Prompt –
Reproduce verbatim everything in the interview transcript below, from "FMR. REP. BETO" down to "against the other.".

Text section –

--------------------------------------------------

So, this is our chance. Here we are. We`re putting together a package to make investments in child care, in home and community-based care, in expanded medical care, and fighting against climate change. And we have a chance to say, Jeff Bezos, you and the other 700 billionaires are actually going to have to kick in some money on this.

I think it`s the right thing to do.

MELBER: And we mentioned briefly the history which everyone lived through.

You clearly have been a leader on this. Many will remember, President Obama tapped you to try to clean up some of the problems in the economy. You are now, of course, your own leader as a senator. But, boy, you caught a lot of heat, including within the Democratic Party, at the time. Let`s take a look.

(BEGIN VIDEO CLIP)

ANDREW YANG, FORMER PRESIDENTIAL CANDIDATE: A wealth tax makes a lot of sense in principle. The problem is that it`s been tried in Germany, France, Denmark, Sweden, and all those countries ended up repealing it.

FMR. REP. BETO O`ROURKE (D-TX): Sometimes, I think that Senator Warren is more focused on being punitive or pitting some part of the country against the other.

SEN. AMY KLOBUCHAR (D-MN): I appreciate Elizabeth`s work. But, again, the difference between a plan and a pipe dream is something that you can actually get done.

(END VIDEO CLIP)

MELBER: Is the party moving closer to you now -- to your view, I mean -- and, if so, why?

WARREN: Yes.

And I think part of the reason is that what`s happened just in the last year of the pandemic, how billionaires have gotten so much richer, not because they worked harder, not because they made these really smart investments, but because they were sitting on lots and lots of marketable securities and owned a lot of businesses.

And they got richer while everybody else struggled. And I think we realized during this pandemic this is the time. We have got to be in this to help each other out. And that includes the billionaires.

So, all of this is about, the proposal that`s on the table right now -- remember, mine was just 2 cents. Let`s just do 2 cents on everybody`s well, 3 cents if you`re over a billion. It`s a little different right now. And this one focuses on growth.

So, you and I both know that since, gosh, early in the 20th century, America has taxed when your wealth gets bigger. Now, if it gets bigger because you dug a ditch, we said, we`re going to every year make you true up, and you have to pay the taxes for whatever you earned for digging ditches.

But if you got richer by sitting on a big pile of stock certificates, you don`t actually have to true up every year. You can just wait until you decide either to sell it or until you die.

The problem with that is that, over the past three decades, is that billionaires have actually taken that difference and totally distorted what they can do with it. So, now you have somebody like Jeff Bezos, one of the richest people in the world. He buys yachts, and he buys yachts for his yachts. He shoots himself into space. He does everything.

--------------------------------------------------

Information shown –
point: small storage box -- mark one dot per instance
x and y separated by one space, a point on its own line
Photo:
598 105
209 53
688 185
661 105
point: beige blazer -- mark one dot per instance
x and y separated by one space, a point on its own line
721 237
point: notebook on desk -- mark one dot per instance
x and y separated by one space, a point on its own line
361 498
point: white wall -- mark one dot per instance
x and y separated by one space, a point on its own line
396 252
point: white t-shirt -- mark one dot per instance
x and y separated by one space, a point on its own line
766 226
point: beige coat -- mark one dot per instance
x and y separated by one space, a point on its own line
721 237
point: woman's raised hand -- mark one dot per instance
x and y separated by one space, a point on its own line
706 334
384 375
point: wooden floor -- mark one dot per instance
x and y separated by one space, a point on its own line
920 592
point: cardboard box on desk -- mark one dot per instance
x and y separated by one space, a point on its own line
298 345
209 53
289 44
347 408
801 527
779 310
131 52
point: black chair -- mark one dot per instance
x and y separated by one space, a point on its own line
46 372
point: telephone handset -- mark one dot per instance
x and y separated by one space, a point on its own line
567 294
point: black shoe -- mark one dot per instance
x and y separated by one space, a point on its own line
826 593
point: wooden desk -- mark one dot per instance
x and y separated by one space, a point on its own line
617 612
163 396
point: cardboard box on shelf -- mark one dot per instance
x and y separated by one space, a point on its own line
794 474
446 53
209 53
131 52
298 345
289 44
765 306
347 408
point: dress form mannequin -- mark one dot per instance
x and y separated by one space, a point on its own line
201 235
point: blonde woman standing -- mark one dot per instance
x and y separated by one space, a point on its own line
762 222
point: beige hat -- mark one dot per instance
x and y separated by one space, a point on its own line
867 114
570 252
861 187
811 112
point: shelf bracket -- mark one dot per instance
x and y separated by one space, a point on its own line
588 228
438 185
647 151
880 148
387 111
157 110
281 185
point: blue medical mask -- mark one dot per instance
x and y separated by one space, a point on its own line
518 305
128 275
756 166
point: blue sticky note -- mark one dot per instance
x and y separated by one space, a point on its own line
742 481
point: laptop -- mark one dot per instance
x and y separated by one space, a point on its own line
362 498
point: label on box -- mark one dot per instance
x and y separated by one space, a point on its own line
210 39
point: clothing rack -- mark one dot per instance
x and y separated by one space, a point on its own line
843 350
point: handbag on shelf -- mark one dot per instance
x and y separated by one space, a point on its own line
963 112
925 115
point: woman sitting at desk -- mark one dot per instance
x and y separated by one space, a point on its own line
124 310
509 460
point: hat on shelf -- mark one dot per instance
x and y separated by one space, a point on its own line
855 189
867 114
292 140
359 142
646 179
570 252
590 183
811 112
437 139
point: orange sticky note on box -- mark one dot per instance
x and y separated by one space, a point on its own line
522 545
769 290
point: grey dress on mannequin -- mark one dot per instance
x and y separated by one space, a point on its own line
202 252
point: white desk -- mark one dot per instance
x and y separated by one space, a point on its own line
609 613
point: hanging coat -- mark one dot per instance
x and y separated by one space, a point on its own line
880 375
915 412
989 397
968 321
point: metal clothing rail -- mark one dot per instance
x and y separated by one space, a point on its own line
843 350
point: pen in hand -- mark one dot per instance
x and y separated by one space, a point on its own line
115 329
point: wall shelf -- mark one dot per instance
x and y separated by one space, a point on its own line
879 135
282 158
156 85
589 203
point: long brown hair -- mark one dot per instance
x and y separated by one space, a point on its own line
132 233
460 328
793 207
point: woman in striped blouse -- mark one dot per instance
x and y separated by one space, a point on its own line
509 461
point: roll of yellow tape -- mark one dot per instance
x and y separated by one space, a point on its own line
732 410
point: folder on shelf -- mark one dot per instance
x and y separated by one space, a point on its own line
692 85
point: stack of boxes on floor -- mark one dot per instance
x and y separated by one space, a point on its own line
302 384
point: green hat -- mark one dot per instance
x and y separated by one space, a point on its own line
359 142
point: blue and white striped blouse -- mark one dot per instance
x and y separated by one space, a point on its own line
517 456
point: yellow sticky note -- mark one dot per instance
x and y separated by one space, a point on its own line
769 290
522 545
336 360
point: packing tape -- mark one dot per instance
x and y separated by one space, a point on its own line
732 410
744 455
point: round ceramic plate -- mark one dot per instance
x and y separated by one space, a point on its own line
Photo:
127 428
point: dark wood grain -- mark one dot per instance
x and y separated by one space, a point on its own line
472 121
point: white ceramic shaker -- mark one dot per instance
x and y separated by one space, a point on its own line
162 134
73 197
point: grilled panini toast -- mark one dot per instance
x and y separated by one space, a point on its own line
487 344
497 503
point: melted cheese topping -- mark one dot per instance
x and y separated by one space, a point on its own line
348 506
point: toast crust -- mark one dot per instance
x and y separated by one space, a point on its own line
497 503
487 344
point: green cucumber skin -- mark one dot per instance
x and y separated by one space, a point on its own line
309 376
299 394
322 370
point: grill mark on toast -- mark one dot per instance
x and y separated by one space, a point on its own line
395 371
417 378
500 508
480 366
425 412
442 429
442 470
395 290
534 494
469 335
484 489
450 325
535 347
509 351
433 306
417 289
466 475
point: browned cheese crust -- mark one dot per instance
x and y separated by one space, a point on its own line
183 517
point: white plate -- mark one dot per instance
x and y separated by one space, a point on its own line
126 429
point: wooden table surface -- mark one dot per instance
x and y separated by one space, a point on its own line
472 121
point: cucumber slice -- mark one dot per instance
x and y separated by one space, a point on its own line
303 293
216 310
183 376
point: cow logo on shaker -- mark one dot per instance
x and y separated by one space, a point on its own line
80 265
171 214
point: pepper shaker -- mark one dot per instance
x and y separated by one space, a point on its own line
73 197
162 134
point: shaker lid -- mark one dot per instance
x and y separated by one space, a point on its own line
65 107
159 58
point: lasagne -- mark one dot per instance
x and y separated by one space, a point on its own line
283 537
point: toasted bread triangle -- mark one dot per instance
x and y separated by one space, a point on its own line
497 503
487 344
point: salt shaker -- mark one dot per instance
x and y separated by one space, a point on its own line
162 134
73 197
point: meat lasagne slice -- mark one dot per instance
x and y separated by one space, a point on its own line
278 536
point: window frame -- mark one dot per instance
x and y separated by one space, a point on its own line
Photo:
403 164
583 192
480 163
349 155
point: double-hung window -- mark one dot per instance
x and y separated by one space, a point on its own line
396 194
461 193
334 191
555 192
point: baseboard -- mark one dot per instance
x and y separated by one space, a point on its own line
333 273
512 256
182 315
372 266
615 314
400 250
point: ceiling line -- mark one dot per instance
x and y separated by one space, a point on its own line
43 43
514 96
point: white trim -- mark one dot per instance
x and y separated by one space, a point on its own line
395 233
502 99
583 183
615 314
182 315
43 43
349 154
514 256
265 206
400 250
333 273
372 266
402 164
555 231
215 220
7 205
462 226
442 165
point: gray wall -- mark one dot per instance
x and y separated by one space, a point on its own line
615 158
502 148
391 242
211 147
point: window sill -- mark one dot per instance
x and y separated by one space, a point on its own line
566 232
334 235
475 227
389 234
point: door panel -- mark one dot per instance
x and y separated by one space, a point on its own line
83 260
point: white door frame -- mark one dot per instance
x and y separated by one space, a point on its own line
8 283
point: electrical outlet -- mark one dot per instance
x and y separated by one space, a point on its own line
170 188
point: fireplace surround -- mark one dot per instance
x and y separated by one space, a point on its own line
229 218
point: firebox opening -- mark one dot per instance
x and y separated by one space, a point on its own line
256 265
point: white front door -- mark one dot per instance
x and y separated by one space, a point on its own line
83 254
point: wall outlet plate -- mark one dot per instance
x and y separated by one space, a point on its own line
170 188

--------------------------------------------------

Answer for the task –
FMR. REP. BETO O`ROURKE (D-TX): Sometimes, I think that Senator Warren is more focused on being punitive or pitting some part of the country against the other.